Records:

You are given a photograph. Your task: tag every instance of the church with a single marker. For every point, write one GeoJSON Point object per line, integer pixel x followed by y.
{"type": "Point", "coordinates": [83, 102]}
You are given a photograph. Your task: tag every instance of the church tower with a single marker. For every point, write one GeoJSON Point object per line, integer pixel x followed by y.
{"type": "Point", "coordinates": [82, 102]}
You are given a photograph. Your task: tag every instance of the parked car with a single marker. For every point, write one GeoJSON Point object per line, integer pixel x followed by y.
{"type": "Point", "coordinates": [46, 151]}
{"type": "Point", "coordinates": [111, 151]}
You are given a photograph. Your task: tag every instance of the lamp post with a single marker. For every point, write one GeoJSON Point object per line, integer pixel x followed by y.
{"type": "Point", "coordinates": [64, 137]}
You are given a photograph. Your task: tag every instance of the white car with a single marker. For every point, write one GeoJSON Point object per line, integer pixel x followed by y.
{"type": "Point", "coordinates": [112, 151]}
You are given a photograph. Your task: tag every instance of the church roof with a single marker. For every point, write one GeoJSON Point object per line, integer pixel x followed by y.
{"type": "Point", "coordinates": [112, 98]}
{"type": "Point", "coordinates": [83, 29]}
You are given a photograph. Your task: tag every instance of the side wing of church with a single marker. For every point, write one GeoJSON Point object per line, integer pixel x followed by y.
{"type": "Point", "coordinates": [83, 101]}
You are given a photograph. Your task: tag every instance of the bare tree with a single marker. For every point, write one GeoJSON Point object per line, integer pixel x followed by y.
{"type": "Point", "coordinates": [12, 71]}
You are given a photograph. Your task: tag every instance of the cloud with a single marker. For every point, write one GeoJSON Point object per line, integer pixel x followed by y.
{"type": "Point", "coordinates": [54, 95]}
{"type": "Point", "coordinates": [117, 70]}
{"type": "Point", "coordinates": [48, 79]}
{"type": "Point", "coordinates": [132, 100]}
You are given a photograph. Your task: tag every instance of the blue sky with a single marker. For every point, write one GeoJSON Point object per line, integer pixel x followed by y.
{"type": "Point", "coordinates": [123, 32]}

▶ _GIVEN REQUEST_
Turn the listing above into a two-column CSV with the header row instruction,answer and one row for each request. Put each request's text and its full answer in their own quoted fields, and replace every line break with a space.

▶ _WRITTEN RESPONSE_
instruction,answer
"You are given a photograph. Your task: tag every instance of the church with a single marker. For every point, write one GeoJSON Point object per line, integer pixel x followed by y.","{""type"": ""Point"", ""coordinates"": [83, 102]}"
"You are given a photograph. Your task: tag every instance of the church tower with a single marker. For every point, write one GeoJSON Point object per line, integer pixel x followed by y.","{""type"": ""Point"", ""coordinates"": [82, 102]}"
"You are given a photograph. Your task: tag every instance of the parked car with a single marker. For every point, write one GeoJSON Point object per line, integer pixel x followed by y.","{""type"": ""Point"", ""coordinates"": [46, 151]} {""type"": ""Point"", ""coordinates"": [111, 151]}"
"You are given a photograph. Your task: tag every instance of the lamp post with a single marker. For every point, write one GeoJSON Point object per line, integer pixel x followed by y.","{""type"": ""Point"", ""coordinates"": [64, 137]}"
"You are given a photograph. Your task: tag every instance of the white car with a single marker. For every point, write one GeoJSON Point object per line, integer pixel x followed by y.","{""type"": ""Point"", ""coordinates"": [112, 151]}"
"You are given a photograph. Your task: tag every instance of the church roof with a single marker. For every point, write one GeoJSON Point object per line, integer pixel x followed by y.","{""type"": ""Point"", ""coordinates"": [112, 98]} {""type"": ""Point"", ""coordinates"": [83, 29]}"
"You are given a photograph. Your task: tag every instance of the side wing of church with a single marker. For every point, write one GeoJSON Point object per line, integer pixel x followed by y.","{""type"": ""Point"", ""coordinates"": [83, 101]}"
"You are given a photograph. Your task: tag every instance of the bare tree with a single marker. For every point, write one GeoJSON Point object per line, integer pixel x followed by y.","{""type"": ""Point"", ""coordinates"": [12, 71]}"
"You are given a photograph. Your task: tag every instance of the cloud with a single marker. For every point, write one GeoJSON Point object per line, integer pixel x followed by y.","{""type"": ""Point"", ""coordinates"": [54, 95]} {""type"": ""Point"", ""coordinates"": [117, 70]} {""type"": ""Point"", ""coordinates"": [48, 79]} {""type"": ""Point"", ""coordinates"": [132, 100]}"
"You are given a photograph. Your task: tag every instance of the blue sky with a single marker. For every point, write one GeoJSON Point object per line, integer pixel x followed by y.","{""type"": ""Point"", ""coordinates"": [123, 32]}"